- **DATA RECORDS**
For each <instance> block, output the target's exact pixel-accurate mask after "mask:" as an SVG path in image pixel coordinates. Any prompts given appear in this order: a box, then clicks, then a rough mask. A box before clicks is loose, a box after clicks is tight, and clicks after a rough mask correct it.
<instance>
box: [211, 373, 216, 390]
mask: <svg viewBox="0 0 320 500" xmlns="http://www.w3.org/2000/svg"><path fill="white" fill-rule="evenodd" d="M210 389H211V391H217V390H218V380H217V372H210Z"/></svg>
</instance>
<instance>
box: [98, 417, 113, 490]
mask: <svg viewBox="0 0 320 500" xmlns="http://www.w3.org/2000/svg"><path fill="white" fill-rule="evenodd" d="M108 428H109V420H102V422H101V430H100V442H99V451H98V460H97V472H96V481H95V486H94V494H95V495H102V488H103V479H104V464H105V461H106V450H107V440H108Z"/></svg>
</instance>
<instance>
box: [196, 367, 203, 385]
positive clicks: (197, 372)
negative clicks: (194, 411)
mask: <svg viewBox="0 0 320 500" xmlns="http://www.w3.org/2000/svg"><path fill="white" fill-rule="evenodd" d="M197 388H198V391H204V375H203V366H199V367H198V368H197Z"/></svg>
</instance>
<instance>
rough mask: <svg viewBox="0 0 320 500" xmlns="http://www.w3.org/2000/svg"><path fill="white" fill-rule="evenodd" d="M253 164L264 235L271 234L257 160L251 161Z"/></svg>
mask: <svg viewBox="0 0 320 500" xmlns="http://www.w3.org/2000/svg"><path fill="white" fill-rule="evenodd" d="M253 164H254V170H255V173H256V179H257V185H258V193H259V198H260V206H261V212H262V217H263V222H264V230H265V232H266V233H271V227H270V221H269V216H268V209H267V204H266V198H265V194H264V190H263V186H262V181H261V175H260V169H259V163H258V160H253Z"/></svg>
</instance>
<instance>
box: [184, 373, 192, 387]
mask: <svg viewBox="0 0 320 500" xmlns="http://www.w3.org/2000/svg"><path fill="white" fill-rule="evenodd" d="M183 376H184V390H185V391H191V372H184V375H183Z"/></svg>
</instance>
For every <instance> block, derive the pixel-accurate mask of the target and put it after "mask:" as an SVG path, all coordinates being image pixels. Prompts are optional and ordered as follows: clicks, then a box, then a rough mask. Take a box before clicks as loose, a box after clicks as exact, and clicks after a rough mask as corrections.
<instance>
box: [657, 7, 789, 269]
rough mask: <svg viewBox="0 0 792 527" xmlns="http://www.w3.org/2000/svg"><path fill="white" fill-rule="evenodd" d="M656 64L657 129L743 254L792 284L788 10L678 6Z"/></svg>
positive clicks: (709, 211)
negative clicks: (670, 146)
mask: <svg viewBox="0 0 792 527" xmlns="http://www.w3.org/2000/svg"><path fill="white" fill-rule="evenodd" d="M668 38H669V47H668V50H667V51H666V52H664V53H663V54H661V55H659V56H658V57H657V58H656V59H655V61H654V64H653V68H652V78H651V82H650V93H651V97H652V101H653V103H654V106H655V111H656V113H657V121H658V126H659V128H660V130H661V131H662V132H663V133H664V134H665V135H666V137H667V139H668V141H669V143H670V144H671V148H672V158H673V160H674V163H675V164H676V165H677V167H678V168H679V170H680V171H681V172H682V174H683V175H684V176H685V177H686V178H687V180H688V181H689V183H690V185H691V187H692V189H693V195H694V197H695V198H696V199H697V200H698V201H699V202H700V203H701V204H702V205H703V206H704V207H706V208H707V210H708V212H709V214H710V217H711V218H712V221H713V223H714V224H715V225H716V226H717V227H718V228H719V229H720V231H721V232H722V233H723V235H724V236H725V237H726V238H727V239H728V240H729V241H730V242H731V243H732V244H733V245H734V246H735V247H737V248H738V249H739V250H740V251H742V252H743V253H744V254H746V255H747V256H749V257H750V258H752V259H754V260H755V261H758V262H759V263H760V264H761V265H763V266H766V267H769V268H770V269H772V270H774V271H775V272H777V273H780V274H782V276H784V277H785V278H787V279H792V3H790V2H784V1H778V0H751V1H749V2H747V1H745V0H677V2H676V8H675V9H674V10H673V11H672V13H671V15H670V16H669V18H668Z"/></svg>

- **INSTRUCTIONS TO FOLLOW**
Every line above from the line with "box: [657, 7, 789, 269]" to the line with "positive clicks: (709, 211)" is wanted, ends included; write them out exactly and add no other line.

- **TASK ANSWER**
box: [657, 7, 789, 269]
rough mask: <svg viewBox="0 0 792 527" xmlns="http://www.w3.org/2000/svg"><path fill="white" fill-rule="evenodd" d="M656 64L657 129L743 254L792 284L788 10L678 6Z"/></svg>
positive clicks: (709, 211)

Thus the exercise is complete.